Your objective:
With every picture left out, give the data below back exactly.

Source material:
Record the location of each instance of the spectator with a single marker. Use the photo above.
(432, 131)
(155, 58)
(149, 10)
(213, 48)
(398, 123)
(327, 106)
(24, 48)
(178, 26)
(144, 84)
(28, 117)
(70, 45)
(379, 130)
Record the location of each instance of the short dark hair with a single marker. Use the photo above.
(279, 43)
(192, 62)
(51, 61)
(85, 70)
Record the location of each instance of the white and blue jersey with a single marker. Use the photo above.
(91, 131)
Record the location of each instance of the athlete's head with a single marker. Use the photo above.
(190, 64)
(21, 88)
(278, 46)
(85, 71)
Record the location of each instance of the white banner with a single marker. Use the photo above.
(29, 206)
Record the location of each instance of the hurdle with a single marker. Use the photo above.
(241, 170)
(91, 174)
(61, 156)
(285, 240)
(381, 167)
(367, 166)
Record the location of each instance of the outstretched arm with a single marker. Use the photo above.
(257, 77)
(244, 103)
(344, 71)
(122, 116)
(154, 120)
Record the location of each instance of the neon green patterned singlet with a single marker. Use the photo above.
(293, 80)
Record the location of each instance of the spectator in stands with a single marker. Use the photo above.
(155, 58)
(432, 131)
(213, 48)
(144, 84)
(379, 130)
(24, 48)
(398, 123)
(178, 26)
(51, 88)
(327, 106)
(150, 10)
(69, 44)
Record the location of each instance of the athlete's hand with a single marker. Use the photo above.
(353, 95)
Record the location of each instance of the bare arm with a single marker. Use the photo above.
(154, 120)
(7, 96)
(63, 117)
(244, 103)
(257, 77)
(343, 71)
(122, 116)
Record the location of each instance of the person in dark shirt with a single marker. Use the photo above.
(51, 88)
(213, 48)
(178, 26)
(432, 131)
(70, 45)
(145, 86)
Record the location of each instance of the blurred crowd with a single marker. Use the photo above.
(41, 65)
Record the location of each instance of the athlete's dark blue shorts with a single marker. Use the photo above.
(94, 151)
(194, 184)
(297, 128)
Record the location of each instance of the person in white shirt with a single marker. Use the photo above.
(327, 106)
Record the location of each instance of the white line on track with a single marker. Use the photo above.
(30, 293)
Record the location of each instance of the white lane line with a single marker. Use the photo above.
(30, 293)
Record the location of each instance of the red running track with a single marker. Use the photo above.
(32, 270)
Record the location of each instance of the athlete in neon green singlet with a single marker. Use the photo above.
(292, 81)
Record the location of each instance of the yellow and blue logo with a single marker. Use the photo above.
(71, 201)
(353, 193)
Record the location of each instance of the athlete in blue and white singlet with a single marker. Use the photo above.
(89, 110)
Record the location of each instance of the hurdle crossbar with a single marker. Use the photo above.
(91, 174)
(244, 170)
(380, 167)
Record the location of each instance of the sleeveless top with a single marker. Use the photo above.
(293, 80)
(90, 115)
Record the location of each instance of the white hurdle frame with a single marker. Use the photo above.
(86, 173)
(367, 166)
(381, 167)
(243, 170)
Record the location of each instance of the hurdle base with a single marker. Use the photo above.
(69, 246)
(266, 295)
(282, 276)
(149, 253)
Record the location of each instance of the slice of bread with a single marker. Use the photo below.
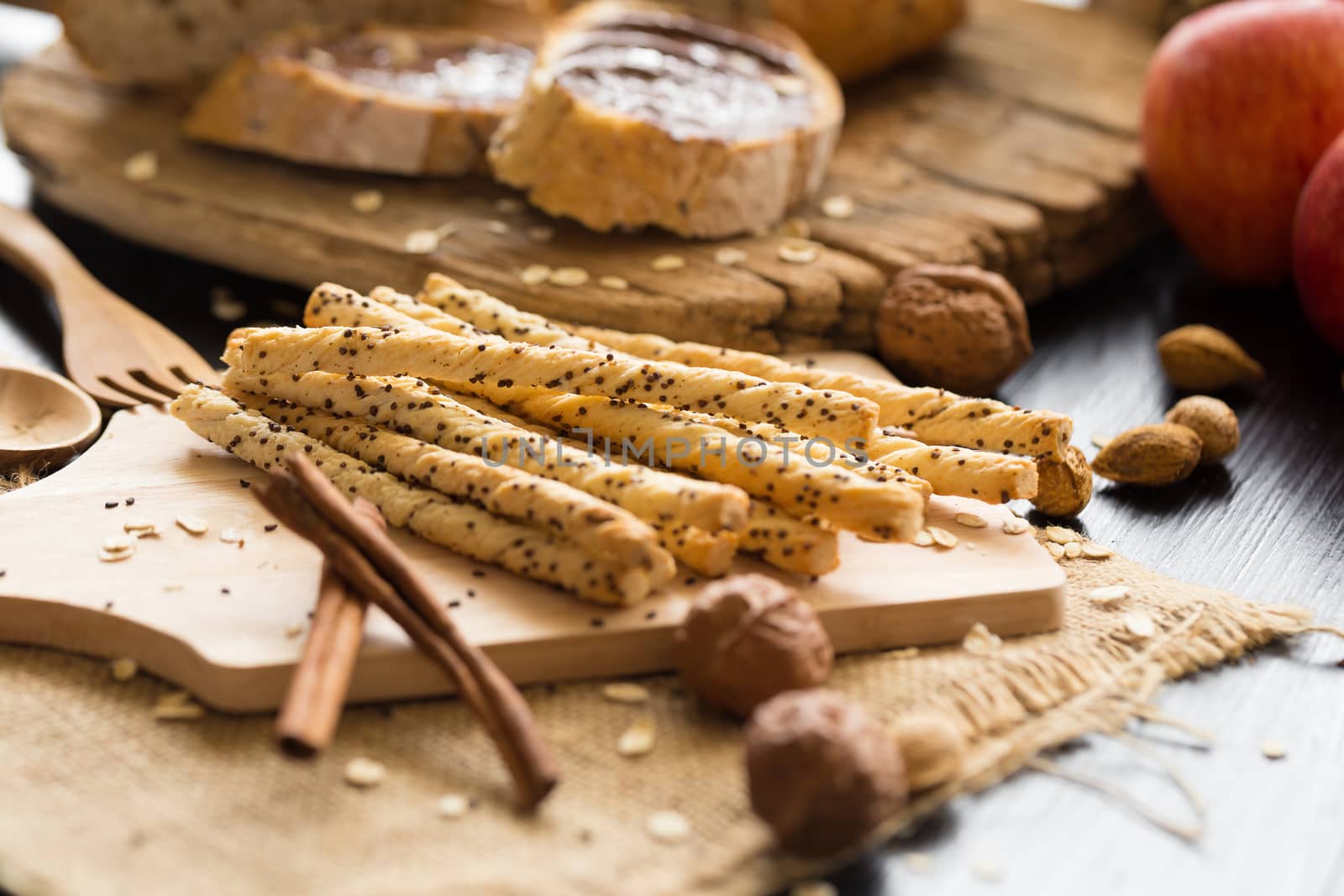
(642, 114)
(391, 100)
(168, 40)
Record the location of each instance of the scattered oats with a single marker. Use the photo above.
(176, 705)
(812, 888)
(454, 806)
(362, 772)
(1059, 535)
(1109, 595)
(638, 741)
(118, 543)
(788, 85)
(569, 277)
(534, 275)
(625, 692)
(194, 524)
(980, 641)
(730, 257)
(141, 167)
(796, 228)
(799, 253)
(1140, 625)
(124, 669)
(985, 869)
(837, 207)
(225, 307)
(667, 262)
(423, 242)
(366, 202)
(669, 826)
(942, 537)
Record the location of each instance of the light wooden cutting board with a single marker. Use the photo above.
(225, 621)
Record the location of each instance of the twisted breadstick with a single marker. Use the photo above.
(413, 347)
(460, 527)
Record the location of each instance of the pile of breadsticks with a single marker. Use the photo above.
(596, 459)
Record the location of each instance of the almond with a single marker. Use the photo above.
(1063, 488)
(1213, 421)
(1202, 358)
(1156, 454)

Solution for this exercise:
Record the location of each instance of the spectator with a single marker. Use the photo above.
(432, 131)
(155, 58)
(149, 10)
(213, 48)
(398, 123)
(327, 106)
(24, 48)
(178, 26)
(144, 84)
(28, 117)
(70, 45)
(379, 130)
Record the location of each instance of the short dark hair with a single marker. Use the photo above.
(279, 43)
(192, 62)
(51, 61)
(85, 70)
Record the location of each instance of the white and blue jersey with a single marker. Use the photo above.
(91, 131)
Record the location of each instance of the athlete's head with a single marker. Use the photo above.
(190, 64)
(21, 88)
(278, 46)
(85, 71)
Record the location of each instance of the white banner with a single marker. Use the photo above.
(29, 206)
Record the location of each instance of the hurdle with a single marker. Use the photo above.
(241, 170)
(91, 174)
(61, 156)
(285, 240)
(381, 167)
(367, 166)
Record the location of each instance of the outstretched arm with a single marker. Use the photo above.
(257, 77)
(244, 103)
(344, 71)
(122, 116)
(154, 120)
Record the location of each instance of the neon green patterned singlet with a single marker. Use the photo above.
(293, 80)
Record the location of each instance of the spectator in stands with a single marker. Use the photo above.
(155, 58)
(432, 131)
(213, 48)
(144, 84)
(379, 130)
(24, 48)
(398, 123)
(178, 26)
(51, 88)
(327, 106)
(150, 10)
(69, 44)
Record the location of each instance of the athlete's hand with a single marker. Use the photo above.
(353, 95)
Record the location of each instance of the bare arm with a single marker. Use the photo above.
(154, 120)
(7, 96)
(63, 117)
(244, 103)
(257, 77)
(343, 71)
(122, 116)
Record the location of each instance of the person in dark shirt with a single marker. Use the photo above.
(51, 88)
(213, 48)
(178, 26)
(432, 131)
(70, 45)
(145, 86)
Record the location of each instance of the blurred crowd with a single marker. Use the photo above.
(41, 65)
Record the location of each instance of the athlete's dark blue shorts with a single marker. Use the photo above.
(94, 151)
(194, 184)
(297, 128)
Record the location of each instance of the person in white shirt with a single marker. Use the photo above.
(327, 106)
Record the location of each instance of the white line on track with a single marker. Use the photo above.
(30, 293)
Record the location of each instance of the white lane line with a single marker. Use the photo above.
(30, 293)
Record the location of each instance of the red running track with a single marker. Use the photo above.
(32, 270)
Record the location of each instance of the athlete in neon green singlet with a single marker. Use the photo above.
(292, 81)
Record the location of each instance of the yellow and blue logo with a single marker. Use the photo above.
(71, 201)
(353, 193)
Record the location of each instance of the athlete in blue and white singlet with a single marker. Use the photo above.
(89, 110)
Record the location of each instance of the hurdle crossbar with a single marker. Use the photo above.
(91, 174)
(244, 170)
(380, 167)
Record the location of each instance of the sleeveless top with a single marker. Use the photo above.
(293, 80)
(90, 115)
Record the location of each instance of the white hurdle frame with a single marker. Use the photo above.
(86, 173)
(367, 166)
(381, 167)
(243, 170)
Record the location of each instance of the hurdle base with a single marker. Use the photo above.
(69, 246)
(266, 295)
(282, 276)
(149, 253)
Record the location of each instance of the slice of bread with a single marker. Use the photo below.
(642, 114)
(391, 100)
(168, 40)
Record the location of each instance of the scattered oats with a single marker. Use the photo above.
(176, 705)
(812, 888)
(454, 806)
(362, 772)
(1059, 535)
(1109, 595)
(638, 741)
(118, 543)
(788, 85)
(569, 277)
(534, 275)
(625, 692)
(194, 524)
(980, 641)
(730, 257)
(141, 167)
(796, 228)
(799, 253)
(1140, 625)
(124, 669)
(985, 869)
(837, 207)
(225, 307)
(667, 262)
(423, 242)
(366, 202)
(669, 826)
(942, 537)
Record the location of each instance of the light wooden cutting board with a single marker. Use the photo above.
(225, 621)
Record the location of each instance of the twisted breadstick with a single marker. Use the photo above.
(413, 347)
(460, 527)
Record the location of each instance of the pile of breadsticks with a single marker. Use the photo above.
(596, 459)
Record the location of each instance of the almond with a single marker. Use the photo above.
(1063, 488)
(1213, 421)
(1202, 358)
(1156, 454)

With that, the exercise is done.